--- What you will do ---
A. Can you rewrite the paragraph of the organic food article that begins "Globally, the organic food market" as a short list that keeps its main facts?
B. Would you carry on the organic food article past its final paragraph?
(Page text begins)
Mukhi now organizes the Farmers’ Market in Mumbai and feels that the shift to organic has nothing to do with affluence. “There are people who put their last penny into buying organic as they are conscious of the environment and what the benefits are to them,” she says. They may go without fancy clothes, but will make sure they only consume organic products, she adds.
Shweta Dewoolkar, 35, a homemaker who lives in the Mumbai suburb of Borivali with her husband, mother-in-law and five year-old daughter, corroborates Mukhi.
“We shifted to eating organic four months ago and our grocery bills have since doubled. However, we no longer eat out, making this shift affordable,” says Dewoolkar.
Globally, the organic food market is estimated to be worth $80-85 billion and growing at 15-16%. It is a small fraction of the overall food market, which is close to $4 trillion, says Pankaj Gupta, who heads the consumer and retail practice at Tata Strategic Management Group, a management consulting firm.
There are no precise estimates on the overall value of the Indian organic food market. All the same, organic product manufacturers are growing exponentially.
For instance, Sresta Natural Bio Products Pvt. Ltd, which sells organic products ranging from staples to honey and jam, expects to double sales year-on-year for the next five years.
According to N. Balasubramanian, chief executive officer at Sresta, the organic staples market is estimated to be worth Rs.350 crore a year and the company has a near 30% share.
Smaller start-ups like Terra Firma Projects Pvt. Ltd, maker of organic food products branded Terra Greens Organic, and Syscom Consumer Products (P) Ltd, which makes personal care products branded Organic Harvest, both of which were launched in 2013, are growing at an even faster rate.
“We did not have that much acceptance when we started. But every two-three months, that is changing with the kind of growth we are seeing. We have already grown 300% over last year to date,” said Likitha Bhanu, executive director, Terra Firma Projects, whose range of products includes pulses, flour, pickles and honey.
Likewise for Syscom Consumer. The company expects to end financial year 2016 with a revenue of Rs.35 crore—a 250% annual increase.
“We are getting good response for our products from tier-II cities as well. There is huge preference for organic as people are realizing that mineral oil and paraffin found in cosmetics can cause cancer,” says Sumesh Sood, chief executive officer, Syscom Consumer.
(Page text ends)
(Supplied data begins)
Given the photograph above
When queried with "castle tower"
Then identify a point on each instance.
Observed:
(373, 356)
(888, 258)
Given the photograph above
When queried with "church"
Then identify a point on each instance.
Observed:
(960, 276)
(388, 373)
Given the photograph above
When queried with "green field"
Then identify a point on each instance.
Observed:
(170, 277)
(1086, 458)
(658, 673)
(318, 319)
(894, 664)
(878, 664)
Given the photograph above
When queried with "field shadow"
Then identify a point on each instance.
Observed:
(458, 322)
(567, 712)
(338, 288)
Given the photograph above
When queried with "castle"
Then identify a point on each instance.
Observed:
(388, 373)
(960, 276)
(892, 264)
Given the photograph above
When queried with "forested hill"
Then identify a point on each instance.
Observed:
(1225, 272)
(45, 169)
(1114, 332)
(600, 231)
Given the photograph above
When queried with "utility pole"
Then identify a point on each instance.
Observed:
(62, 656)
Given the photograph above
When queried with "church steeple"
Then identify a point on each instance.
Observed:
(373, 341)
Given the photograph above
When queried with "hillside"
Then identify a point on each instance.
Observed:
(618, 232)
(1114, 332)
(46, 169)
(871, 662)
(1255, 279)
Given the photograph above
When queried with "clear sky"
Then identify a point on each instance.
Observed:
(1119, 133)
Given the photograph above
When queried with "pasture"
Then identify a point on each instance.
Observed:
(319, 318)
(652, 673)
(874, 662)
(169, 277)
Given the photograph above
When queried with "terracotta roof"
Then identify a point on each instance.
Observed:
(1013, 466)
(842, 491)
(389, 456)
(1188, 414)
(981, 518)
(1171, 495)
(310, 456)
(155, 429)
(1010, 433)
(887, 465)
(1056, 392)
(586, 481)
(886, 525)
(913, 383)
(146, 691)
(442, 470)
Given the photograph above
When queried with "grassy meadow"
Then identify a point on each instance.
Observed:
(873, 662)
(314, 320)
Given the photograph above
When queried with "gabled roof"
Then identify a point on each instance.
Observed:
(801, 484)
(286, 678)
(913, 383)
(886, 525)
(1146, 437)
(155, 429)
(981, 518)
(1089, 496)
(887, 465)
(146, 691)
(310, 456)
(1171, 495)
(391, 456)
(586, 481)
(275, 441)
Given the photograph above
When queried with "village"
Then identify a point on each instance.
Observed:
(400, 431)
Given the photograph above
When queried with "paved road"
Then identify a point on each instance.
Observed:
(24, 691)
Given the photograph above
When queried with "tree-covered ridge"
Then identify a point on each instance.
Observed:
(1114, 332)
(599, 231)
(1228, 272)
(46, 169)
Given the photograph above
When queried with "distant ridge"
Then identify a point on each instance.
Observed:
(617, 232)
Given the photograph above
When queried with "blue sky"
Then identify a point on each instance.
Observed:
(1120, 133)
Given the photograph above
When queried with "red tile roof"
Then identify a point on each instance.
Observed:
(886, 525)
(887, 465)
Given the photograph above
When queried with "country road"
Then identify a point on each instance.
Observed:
(Supplied data ends)
--- Task-by-task outputs ---
A.
- The global organic food market is estimated at $80-85 billion and is growing at 15-16%.
- This is a small fraction of the overall food market, which is close to $4 trillion.
- Source: Pankaj Gupta, head of the consumer and retail practice at Tata Strategic Management Group, a management consulting firm.

B.
The smaller companies are also being helped by the growing popularity of e-commerce. For Terra Firma, online sales account for close to 15% of its overall sales.
Gaurav Sharma, 28, who had a 60-year-old family business in traditional spices, decided to launch organictokri.com in 2013 to promote organic spices from the north-east.
The rapid pace of growth is attracting investors. In March 2015, Rajasthan-based organic food company Nature Land Organic Foods Pvt. Ltd raised an undisclosed amount of funding from SIDBI Venture Capital Ltd’s Samridhi Fund.
In March 2013, Fabindia acquired a 40% stake in Organic India for Rs.15 crore. The company is now looking at forging alliances with organic manufacturers to provide a larger range of products to its consumers. This will see Fabindia’s organic section double its revenue every 18-24 months as it outpaces the overall organic market, which is growing at 20-22%, says Dutta.
“We are seeing a lot of investor interest,” said Sood of Syscom Consumer, who is in talks with three venture capital firms for raising money. Bhanu of Terra Firma said he has been approached by venture capitalists with funding offers.
Yet, there is a long way to go. It is only now that food regulator Food Safety and Standards Authority of India has decided to set standards for organic products in the domestic market. So far, it has been up to the company to get certified by accredited bodies.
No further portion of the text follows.